─── SELECTED EXTRACT ───
It begins at zero because I could not originally get my model (with an additional parameter) to reliably estimate the y-offset (essentially ‘Volts(1)’), as well as the time offset.

(I originally posted an image of the plot. I have no idea why the file name for it is showing up instead. Must be a MathWorks server problem or something.)

I updated the model and the associated code:

Tsec = second(IP1.Time);                                                                        % Convert To Seconds
Volts = IP1.Volt;                                                                               % Retrieve From Table
Voltsd = Volts - Volts(1);                                                                      % Subtract Baseline Offset
VoltsL = Voltsd > 0.01;
Ix0 = find(Voltsd>0.01, 1, 'first');
fcn = @(b,x) b(1).*(1 - exp(b(2).*(x + b(3)))) + b(4);                                          % Model Equation
B = fminsearch(@(b) norm(Volts(VoltsL) - fcn(b,Tsec(VoltsL))), [1; -0.5; Tsec(Ix0); Volts(1)]); % Estimate Parameters                                                      % Time At 99% Of Max
V50 = 0.5*(B(1)+B(4)-Volts(1))+Volts(1);
V90 = 0.9*(B(1)+B(4)-Volts(1))+Volts(1);
TC = interp1(fcn(B,Tsec(VoltsL)), Tsec(VoltsL), [V50; V90]);
T50 = TC(1);                                                                                    % Time At 50% Of Max
T90 = TC(2);                                                                                    % Time At 90% Of Max
figure
plot(Tsec, Volts, '-')
─── RECORDS PROVIDED ───
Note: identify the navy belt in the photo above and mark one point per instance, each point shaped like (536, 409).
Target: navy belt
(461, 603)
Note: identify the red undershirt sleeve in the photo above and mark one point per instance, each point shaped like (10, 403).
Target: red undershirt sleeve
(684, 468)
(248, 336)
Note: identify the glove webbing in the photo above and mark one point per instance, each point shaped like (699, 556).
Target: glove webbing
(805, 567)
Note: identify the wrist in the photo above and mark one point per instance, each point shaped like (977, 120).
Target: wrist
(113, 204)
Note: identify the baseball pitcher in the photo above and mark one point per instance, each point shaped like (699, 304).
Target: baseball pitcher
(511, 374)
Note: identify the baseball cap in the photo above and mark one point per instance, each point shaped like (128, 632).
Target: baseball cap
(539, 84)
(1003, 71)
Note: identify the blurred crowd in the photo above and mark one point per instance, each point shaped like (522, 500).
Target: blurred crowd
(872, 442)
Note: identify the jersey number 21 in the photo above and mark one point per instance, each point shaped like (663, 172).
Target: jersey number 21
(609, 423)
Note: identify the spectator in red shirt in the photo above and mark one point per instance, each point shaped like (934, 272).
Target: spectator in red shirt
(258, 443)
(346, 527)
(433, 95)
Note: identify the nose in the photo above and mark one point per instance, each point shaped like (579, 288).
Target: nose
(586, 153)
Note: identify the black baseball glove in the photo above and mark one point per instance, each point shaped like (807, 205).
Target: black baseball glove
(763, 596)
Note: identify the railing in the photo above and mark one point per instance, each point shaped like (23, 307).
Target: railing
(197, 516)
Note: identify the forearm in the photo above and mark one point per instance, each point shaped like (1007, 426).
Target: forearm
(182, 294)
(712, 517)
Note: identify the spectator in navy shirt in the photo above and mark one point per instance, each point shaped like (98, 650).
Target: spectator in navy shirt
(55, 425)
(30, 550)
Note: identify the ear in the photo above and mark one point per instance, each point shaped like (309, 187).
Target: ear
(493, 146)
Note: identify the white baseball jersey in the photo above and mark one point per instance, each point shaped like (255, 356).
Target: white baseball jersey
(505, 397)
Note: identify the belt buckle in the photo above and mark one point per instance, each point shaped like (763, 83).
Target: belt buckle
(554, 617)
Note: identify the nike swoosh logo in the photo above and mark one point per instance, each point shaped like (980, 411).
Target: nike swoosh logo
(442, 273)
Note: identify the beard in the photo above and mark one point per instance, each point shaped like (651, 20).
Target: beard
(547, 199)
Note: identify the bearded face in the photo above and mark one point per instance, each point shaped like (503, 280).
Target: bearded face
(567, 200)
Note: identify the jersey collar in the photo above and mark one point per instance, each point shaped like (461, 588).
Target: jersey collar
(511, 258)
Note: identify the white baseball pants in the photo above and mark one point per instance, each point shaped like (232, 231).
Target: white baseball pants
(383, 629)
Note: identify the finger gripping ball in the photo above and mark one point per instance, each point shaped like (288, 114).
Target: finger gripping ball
───
[TASK DIRECTIONS]
Answer these questions using the curve-fitting post:
1. Which two quantities could the original model not reliably estimate?
2. Which function does the code call to estimate the parameters?
3. Voltsd must exceed what value for the code to find Ix0?

[RESPONSE]
1. The y-offset (essentially 'Volts(1)') and the time offset.
2. fminsearch.
3. 0.01.